GIVEN TEXT =>

"""

U.S. senators and representatives introduced a bill on Wednesday that aims to prohibit the combined ownership of pharmacy benefit managers (PBMs) and pharmacies and require parent companies of PBMs to divest their pharmacy businesses.
The bill is called the Patients Before Monopolies Act (PBM Act) and was introduced by Senators Elizabeth Warren (D-Mass.) and Josh Hawley (R-Mo.) with Representatives Diana Harshbarger (R-Tenn.) and Jake Auchincloss (D-Mass.).
It comes as PBMs — particularly CVS Caremark, Cigna’s Express Scripts and UnitedHealth Group’s Optum Rx — face scrutiny from the Federal Trade Commission due to being vertically integrated with large healthcare conglomerates. The FTC argues that PBMs have major power over which prescription drugs are available and at what price, and sometimes steer patients to their affiliated pharmacies over independent pharmacies.
To prevent this, the bill would:
Prohibit the parent company of a PBM or insurer from owning a pharmacy business
Mandate that a parent company violating the PBM Act must divest its pharmacy business within three years
Allow the FTC, Department of Health and Human Services, DOJ’s Antitrust Division and state attorneys general to order violators of the act to divest their pharmacy business and return any revenue earned during the violation period
Direct the FTC to allocate disgorged funds to affected communities, including consumers overcharged at vertically integrated pharmacies
Require all divestitures to be reported to the FTC, which can review these actions and any subsequent acquisitions to safeguard competition, financial stability and public interest
“PBMs have manipulated the market to enrich themselves — hiking up drug costs, cheating employers, and driving small pharmacies out of business. My new bipartisan bill will untangle these conflicts of interest by reining in these middlemen,” Warren said in a statement.

"""

PROVIDED DATA =>
"""

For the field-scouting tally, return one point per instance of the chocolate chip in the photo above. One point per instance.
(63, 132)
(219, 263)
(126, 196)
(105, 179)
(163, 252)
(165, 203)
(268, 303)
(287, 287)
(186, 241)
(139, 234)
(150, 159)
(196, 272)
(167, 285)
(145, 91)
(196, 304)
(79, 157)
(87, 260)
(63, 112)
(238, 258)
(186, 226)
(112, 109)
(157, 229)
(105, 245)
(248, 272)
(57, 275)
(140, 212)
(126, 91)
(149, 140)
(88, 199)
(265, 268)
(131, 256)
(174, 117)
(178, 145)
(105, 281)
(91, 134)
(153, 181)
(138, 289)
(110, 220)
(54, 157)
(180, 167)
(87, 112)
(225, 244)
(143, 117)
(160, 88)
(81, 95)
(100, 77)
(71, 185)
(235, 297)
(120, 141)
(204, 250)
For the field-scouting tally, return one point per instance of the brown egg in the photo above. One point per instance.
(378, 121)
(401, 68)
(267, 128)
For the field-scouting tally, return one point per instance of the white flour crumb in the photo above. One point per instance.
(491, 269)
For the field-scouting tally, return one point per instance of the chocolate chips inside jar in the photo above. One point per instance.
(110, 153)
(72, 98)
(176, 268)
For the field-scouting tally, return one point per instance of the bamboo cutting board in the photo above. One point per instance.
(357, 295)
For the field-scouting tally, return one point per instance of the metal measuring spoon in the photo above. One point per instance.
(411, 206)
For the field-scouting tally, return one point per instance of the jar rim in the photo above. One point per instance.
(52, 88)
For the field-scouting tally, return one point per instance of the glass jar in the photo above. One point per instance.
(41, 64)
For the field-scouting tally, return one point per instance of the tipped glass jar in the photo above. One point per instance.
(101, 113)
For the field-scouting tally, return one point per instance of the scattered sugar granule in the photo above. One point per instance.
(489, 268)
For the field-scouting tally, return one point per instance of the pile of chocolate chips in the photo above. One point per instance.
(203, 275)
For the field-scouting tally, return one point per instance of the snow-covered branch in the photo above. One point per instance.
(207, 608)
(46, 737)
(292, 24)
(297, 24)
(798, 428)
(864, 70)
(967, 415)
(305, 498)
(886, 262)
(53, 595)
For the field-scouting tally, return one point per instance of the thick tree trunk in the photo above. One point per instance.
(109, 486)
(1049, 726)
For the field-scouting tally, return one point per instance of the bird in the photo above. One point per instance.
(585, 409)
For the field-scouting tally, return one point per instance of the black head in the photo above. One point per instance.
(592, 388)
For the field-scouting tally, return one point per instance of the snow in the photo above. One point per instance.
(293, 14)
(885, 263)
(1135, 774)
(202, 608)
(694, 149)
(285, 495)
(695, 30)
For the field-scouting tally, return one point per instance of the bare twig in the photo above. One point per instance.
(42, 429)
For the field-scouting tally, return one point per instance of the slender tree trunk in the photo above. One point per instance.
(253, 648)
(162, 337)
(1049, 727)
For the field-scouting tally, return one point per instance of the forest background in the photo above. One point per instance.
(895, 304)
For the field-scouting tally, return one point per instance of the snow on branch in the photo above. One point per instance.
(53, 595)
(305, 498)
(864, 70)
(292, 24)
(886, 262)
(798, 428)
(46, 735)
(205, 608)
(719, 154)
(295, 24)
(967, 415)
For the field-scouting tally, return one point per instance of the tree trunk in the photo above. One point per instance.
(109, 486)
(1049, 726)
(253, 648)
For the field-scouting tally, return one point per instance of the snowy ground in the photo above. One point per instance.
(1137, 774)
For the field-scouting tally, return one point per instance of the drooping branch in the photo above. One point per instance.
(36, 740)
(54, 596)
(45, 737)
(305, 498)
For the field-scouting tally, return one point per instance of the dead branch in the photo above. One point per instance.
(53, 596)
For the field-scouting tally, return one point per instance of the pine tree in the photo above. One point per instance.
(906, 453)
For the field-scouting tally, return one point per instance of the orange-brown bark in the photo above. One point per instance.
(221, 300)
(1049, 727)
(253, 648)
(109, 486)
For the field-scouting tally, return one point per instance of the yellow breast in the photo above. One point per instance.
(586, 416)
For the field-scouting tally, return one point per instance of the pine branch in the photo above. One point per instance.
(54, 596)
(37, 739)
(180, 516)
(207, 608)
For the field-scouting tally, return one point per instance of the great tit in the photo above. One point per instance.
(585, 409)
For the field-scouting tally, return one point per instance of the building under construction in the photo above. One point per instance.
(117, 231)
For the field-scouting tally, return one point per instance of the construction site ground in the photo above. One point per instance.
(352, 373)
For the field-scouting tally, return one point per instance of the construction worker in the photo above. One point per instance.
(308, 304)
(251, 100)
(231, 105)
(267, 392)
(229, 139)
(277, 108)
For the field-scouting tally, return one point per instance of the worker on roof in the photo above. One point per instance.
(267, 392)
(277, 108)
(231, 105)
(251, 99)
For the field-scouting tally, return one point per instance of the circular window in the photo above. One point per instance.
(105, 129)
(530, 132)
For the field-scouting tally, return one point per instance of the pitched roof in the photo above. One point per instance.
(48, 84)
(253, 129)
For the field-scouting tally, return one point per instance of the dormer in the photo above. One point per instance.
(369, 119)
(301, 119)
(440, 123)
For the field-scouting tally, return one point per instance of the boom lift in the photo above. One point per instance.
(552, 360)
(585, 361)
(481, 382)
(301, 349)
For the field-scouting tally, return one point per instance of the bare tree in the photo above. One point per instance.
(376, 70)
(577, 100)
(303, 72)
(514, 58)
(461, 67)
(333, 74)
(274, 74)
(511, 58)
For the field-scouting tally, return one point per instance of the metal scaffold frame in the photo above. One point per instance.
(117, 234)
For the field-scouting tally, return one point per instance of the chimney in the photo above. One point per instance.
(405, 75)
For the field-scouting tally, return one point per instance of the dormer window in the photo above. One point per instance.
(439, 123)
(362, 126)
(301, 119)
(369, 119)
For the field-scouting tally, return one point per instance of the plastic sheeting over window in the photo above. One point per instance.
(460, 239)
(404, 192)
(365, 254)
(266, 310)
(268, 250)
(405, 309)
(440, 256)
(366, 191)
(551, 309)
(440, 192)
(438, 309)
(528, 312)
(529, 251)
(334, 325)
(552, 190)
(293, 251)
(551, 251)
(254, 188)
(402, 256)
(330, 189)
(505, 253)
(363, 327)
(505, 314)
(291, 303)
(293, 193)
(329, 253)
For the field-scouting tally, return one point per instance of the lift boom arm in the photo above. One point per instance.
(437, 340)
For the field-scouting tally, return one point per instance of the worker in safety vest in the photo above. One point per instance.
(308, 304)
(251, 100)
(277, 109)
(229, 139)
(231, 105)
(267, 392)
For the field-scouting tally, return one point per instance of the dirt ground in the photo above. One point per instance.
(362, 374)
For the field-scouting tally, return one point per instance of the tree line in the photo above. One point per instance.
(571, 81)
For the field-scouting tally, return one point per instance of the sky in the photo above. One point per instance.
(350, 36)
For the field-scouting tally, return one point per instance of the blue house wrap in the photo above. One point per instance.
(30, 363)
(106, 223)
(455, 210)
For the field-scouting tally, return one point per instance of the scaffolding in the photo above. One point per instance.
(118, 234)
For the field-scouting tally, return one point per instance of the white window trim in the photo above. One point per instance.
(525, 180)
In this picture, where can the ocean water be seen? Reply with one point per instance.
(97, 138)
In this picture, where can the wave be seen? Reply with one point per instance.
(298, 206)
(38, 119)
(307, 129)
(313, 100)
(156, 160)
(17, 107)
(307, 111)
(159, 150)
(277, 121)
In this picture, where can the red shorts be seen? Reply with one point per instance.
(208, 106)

"""

WHAT IS EXPECTED =>
Answer these questions from the article on the PBM Act:
1. Which two senators introduced the bill?
2. Within how many years must a parent company that violates the act divest its pharmacy business?
3. To which agency must all divestitures be reported?
The entries come from a different source than the article on the PBM Act.

RESULT OF THE TASK =>
1. Elizabeth Warren (D-Mass.) and Josh Hawley (R-Mo.)
2. Three years
3. The Federal Trade Commission (FTC)